■ **Work required**: Your task is to restate the listing word for word without the pictures.

■ **Records for processing**:
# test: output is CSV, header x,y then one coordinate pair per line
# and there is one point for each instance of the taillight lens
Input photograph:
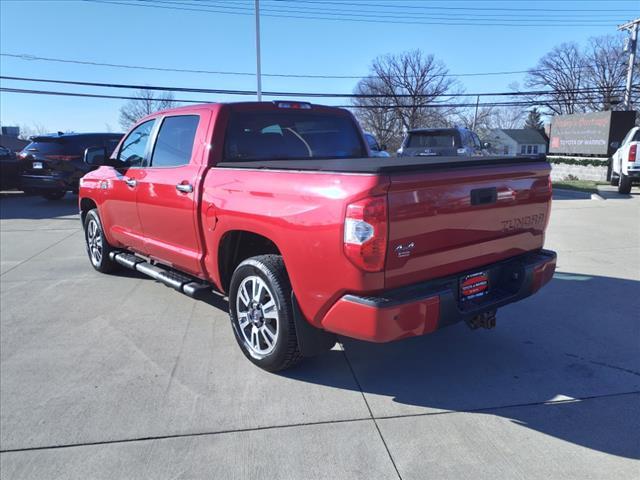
x,y
64,158
365,233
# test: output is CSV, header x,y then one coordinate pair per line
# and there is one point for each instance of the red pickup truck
x,y
282,207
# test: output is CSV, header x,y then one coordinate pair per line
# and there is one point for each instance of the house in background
x,y
518,141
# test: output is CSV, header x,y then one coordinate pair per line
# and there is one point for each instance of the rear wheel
x,y
615,179
98,248
54,195
624,185
262,314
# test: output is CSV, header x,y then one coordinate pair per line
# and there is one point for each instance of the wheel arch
x,y
86,204
236,246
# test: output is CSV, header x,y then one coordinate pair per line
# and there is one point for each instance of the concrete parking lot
x,y
120,377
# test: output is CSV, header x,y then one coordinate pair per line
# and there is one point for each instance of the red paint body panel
x,y
302,213
434,211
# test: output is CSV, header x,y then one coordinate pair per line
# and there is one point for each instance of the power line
x,y
352,13
124,97
292,94
425,7
91,95
346,18
398,9
30,57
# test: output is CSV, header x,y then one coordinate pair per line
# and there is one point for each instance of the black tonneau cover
x,y
378,164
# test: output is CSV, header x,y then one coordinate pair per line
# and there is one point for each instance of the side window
x,y
135,145
110,144
175,141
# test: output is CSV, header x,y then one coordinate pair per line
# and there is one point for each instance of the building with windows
x,y
518,141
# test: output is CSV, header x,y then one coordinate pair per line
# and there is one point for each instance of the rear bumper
x,y
634,174
423,308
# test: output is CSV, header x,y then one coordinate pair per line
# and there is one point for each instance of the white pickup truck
x,y
625,164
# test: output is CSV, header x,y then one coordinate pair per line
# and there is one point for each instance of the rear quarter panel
x,y
303,214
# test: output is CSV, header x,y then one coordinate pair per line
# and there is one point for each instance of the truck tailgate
x,y
447,221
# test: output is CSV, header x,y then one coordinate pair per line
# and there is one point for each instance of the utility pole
x,y
632,26
475,116
258,72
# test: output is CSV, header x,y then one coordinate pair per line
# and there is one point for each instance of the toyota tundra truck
x,y
282,208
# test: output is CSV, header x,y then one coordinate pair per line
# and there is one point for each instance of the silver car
x,y
432,142
376,149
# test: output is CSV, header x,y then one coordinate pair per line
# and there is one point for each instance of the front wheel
x,y
98,248
624,185
262,314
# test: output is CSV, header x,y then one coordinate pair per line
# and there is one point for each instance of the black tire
x,y
95,239
624,186
283,352
54,195
615,180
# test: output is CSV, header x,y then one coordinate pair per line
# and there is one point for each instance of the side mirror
x,y
96,156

■ **Result**:
# test: output is CSV, header x,y then one coordinate pair per line
# and there is one point for each instance of the taillight lens
Input photograph:
x,y
64,158
365,233
# test: output is CSV, header x,y then one coordinate pair per line
# and there is one point for each instance of the red pickup truck
x,y
282,207
# test: output is CSV, header x,y then one coordinate pair per line
# and there is one point for each instance of the house in background
x,y
518,141
# test: output is CSV, header x,y then one coordinate pair per line
# and there is one point for each instance of the rear wheel
x,y
615,179
98,248
54,195
624,185
262,314
# test: output is CSV, header x,y then one coordinate pair per line
# and there is one point for each instance of the wheel arch
x,y
86,204
236,246
# test: output is CSV, header x,y then one coordinate pair per line
# and there is one point for each instance of the concrete parking lot
x,y
120,377
# test: output is CSV, header x,y then one coordinate pair per line
# and there is one point for each instance of the red paint body panel
x,y
302,213
434,211
# test: output is CSV, header x,y then one coordinate pair per line
# and there is one point for each instance of the power line
x,y
352,13
124,97
292,94
425,7
91,95
346,18
398,9
30,57
# test: output is CSV, header x,y then one coordinate pair per line
# and there is one point for each instance of the black tonneau cover
x,y
378,164
# test: output is CSV, header x,y then one coordinate pair per line
# and there is one point for each instance of the side window
x,y
135,145
110,144
175,141
# test: output is CSV, header x,y then one coordinate pair per line
# and there is one point for each instance of the building with windows
x,y
518,141
# test: output is CSV, header x,y then one coordinate pair per line
# and there is one point for each instance of the rear bumper
x,y
634,174
423,308
# test: output is CSV, header x,y then one coordinate pair per line
# and there is one point for each instance of the white pickup truck
x,y
625,164
# test: output is CSV, header x,y then one coordinate pair per line
# and there is one point for each instance of the rear quarter panel
x,y
303,214
# test: output is CSV, header x,y then one coordinate pair per line
# and there is one point for each instance of the truck tailgate
x,y
447,221
# test: output is CSV, header x,y then one coordinate pair per line
# and there is one point for each instance of the utility pole
x,y
632,26
475,116
258,72
# test: output is CSV, header x,y then one coordinate pair per line
# and there is one point for each instance of the toyota tundra truck
x,y
282,208
# test: output is CSV, header x,y then one coordinate pair per line
# and there is one point for each instance of the silver car
x,y
432,142
376,149
# test: output is CSV, header x,y then one coordinate pair per line
# and there is one point for each instance of the front wheel
x,y
98,248
624,185
262,314
# test: output is CSV, header x,y then one coordinate pair per line
# and there is one point for each instance of the black tire
x,y
95,239
624,186
283,352
54,195
615,180
# test: output is CSV, header x,y then one coordinate pair per line
# and there is one point for each instance of the side mirror
x,y
96,156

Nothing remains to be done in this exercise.